* Work required
Repeat the line that contains "Could you point to the accordion" and all lines after it through the end, exactly as they are, minus the pictures.

Point annotation dataset records:
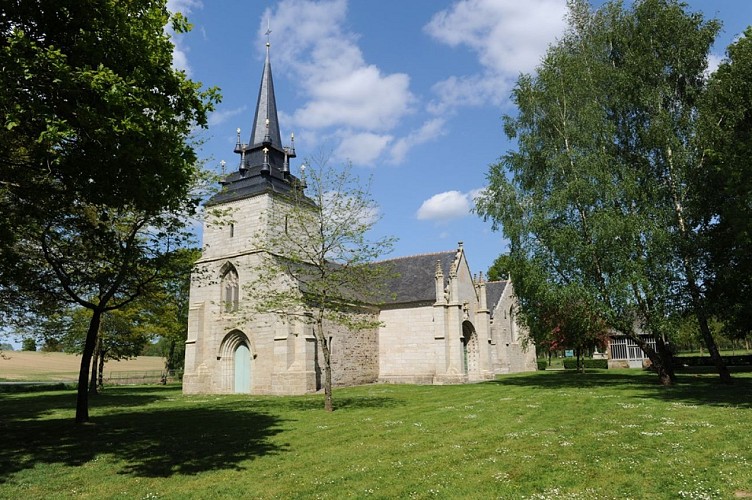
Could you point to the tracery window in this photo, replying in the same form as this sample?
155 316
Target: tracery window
230 288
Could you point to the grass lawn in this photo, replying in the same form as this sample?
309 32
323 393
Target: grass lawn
604 434
58 366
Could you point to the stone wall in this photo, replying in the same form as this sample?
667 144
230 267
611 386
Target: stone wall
354 355
407 347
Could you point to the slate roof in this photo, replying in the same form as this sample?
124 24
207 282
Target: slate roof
264 161
414 277
494 290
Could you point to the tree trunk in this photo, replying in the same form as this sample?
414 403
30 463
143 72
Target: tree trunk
94 368
660 358
707 336
100 381
328 403
82 398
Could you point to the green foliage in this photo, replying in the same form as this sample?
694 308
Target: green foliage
706 361
723 203
98 167
571 364
500 268
318 264
594 200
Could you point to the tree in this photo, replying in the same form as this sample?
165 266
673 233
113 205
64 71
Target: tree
500 268
122 335
725 187
594 201
320 261
97 164
166 312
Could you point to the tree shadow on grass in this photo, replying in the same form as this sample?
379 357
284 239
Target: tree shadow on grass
691 388
316 403
188 438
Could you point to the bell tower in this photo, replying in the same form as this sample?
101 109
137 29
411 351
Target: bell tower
229 349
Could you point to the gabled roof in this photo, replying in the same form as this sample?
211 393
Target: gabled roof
494 290
413 278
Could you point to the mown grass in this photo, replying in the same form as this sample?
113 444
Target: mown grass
609 434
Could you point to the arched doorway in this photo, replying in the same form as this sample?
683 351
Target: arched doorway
470 348
235 358
242 358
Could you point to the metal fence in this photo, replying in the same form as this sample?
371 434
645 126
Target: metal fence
141 377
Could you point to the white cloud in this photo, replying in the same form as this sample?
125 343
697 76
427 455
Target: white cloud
447 205
219 117
713 62
179 51
429 131
362 148
345 97
509 38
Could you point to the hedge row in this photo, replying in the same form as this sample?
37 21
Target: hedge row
741 360
571 363
36 387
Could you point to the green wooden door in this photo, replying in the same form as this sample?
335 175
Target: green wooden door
242 369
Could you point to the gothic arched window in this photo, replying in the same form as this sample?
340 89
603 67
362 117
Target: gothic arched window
230 288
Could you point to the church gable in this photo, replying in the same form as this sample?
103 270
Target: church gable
412 280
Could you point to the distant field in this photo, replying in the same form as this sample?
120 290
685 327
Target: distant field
58 366
603 435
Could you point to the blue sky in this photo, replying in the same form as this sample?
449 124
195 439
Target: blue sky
411 92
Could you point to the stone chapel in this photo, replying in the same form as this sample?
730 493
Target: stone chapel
440 325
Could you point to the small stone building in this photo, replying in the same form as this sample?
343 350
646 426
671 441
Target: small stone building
441 325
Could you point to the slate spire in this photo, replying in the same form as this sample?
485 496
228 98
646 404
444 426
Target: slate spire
264 162
266 125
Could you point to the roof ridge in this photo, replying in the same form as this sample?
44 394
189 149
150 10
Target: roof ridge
444 252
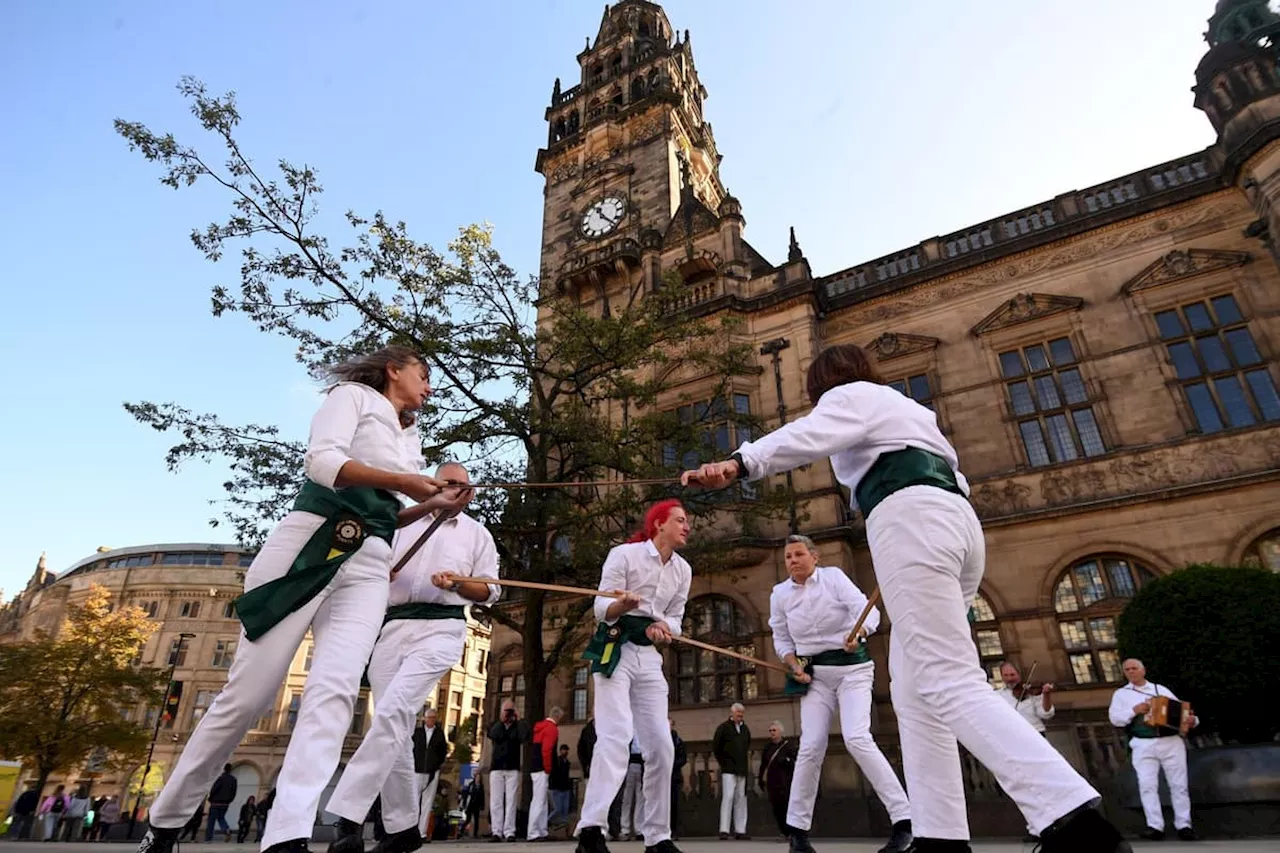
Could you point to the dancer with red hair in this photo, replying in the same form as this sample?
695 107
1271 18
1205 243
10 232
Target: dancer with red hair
630 688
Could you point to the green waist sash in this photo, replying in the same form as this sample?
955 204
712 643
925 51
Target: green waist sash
351 516
832 657
603 651
424 610
899 469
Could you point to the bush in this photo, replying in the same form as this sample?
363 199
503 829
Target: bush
1212 635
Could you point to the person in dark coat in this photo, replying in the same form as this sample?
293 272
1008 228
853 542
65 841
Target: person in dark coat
777 766
677 776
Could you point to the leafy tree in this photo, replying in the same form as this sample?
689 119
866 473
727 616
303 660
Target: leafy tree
63 696
530 383
1211 634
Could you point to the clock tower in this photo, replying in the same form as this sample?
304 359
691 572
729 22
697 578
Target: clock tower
631 168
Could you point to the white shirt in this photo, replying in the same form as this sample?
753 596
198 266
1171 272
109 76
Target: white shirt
461 546
1032 707
356 423
663 589
853 424
1124 699
818 615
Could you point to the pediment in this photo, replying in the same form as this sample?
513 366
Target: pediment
1183 264
1025 308
895 345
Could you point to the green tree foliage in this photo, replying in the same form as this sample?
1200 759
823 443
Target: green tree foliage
530 383
63 696
1211 634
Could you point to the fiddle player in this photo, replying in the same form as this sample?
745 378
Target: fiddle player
1034 702
1153 749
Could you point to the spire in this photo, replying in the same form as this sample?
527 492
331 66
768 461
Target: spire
794 252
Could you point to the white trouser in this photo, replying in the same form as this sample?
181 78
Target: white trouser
734 803
928 551
631 703
1151 755
632 798
344 619
503 802
538 804
428 784
850 689
411 656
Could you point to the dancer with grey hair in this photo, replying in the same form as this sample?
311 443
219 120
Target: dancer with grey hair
423 637
323 569
810 615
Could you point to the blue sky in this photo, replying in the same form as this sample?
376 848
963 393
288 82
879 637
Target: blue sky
867 126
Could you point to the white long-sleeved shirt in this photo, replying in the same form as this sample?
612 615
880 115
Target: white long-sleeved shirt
1124 701
1032 707
461 546
818 615
853 424
638 568
356 423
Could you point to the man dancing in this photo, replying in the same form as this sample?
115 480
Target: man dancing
810 616
630 688
423 637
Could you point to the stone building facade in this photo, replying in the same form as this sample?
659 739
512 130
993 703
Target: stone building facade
188 589
1105 363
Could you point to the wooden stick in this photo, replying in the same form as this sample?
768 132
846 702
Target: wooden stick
530 584
867 611
717 649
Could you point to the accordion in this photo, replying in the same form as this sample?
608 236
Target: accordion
1169 715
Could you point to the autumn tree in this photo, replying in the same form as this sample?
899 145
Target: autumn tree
529 383
65 694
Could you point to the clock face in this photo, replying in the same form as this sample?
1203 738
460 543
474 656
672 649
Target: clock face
603 215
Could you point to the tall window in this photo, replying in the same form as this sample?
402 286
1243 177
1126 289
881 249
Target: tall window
580 680
986 637
915 387
1047 395
224 653
1221 372
204 698
1088 598
704 678
1265 551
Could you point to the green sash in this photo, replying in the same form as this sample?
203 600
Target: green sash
899 469
424 610
603 649
351 516
832 657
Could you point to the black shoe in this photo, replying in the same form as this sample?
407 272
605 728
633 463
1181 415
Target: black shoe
900 842
159 840
664 845
292 845
402 842
348 838
800 842
592 840
1083 831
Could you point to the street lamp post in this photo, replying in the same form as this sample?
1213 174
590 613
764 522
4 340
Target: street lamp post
177 655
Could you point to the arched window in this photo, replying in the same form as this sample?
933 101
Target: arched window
1088 598
986 637
1265 551
704 678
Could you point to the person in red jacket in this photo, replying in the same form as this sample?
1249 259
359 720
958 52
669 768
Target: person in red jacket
545 737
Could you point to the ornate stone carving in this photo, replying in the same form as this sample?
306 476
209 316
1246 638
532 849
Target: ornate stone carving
1027 306
1182 264
894 345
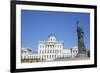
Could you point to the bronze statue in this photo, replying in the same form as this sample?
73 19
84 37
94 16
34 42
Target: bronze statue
80 34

* Answer below
Could you point to the accordion in this photo, replying in the same form as this sample?
608 236
Target: accordion
1169 715
Could you point to the autumn tree in this photo, replying in the same form as this sample?
899 145
Target: autumn tree
529 383
65 694
Could you point to the clock face in this photo, replying in the same form as this sample?
1203 738
460 543
474 656
672 649
Target: clock face
603 215
Could you point to the tall window in this photo, replying in the same form as this sample?
402 286
1243 177
1126 289
881 249
Target: tall window
580 680
986 637
915 387
1047 395
224 653
1221 372
204 698
1088 598
704 678
1265 551
Could you point to the green sash in this photo, replying in the same form as this sample?
203 600
Target: green sash
899 469
424 610
603 649
351 516
832 657
Could you point to the black shoe in this photo, replying in the same form as this sample?
407 272
605 728
633 463
1181 415
Target: black shoe
900 842
159 840
664 845
292 845
402 842
348 838
800 842
592 840
1083 831
Could you point to the street lamp post in this photo, replying in the same form as this sample?
1213 174
590 613
764 522
4 340
Target: street lamp post
177 655
Could you point to the arched window in this photo, replying in the same form as this sample?
933 101
Target: arched window
1088 598
986 637
1265 551
704 678
Could you point to the person in red jacket in this photo, replying in the same form as this sample?
1249 259
359 720
958 52
669 768
Target: person in red jacket
545 737
Could you point to the ornate stone carving in this photo, replying in the same form as this sample?
306 476
209 316
1246 638
532 849
Target: ornate stone carving
1027 306
1182 264
894 345
Could you point to the bronze statue in this photo, replying in the same form as this sample?
73 19
84 37
94 16
34 42
Target: bronze statue
80 34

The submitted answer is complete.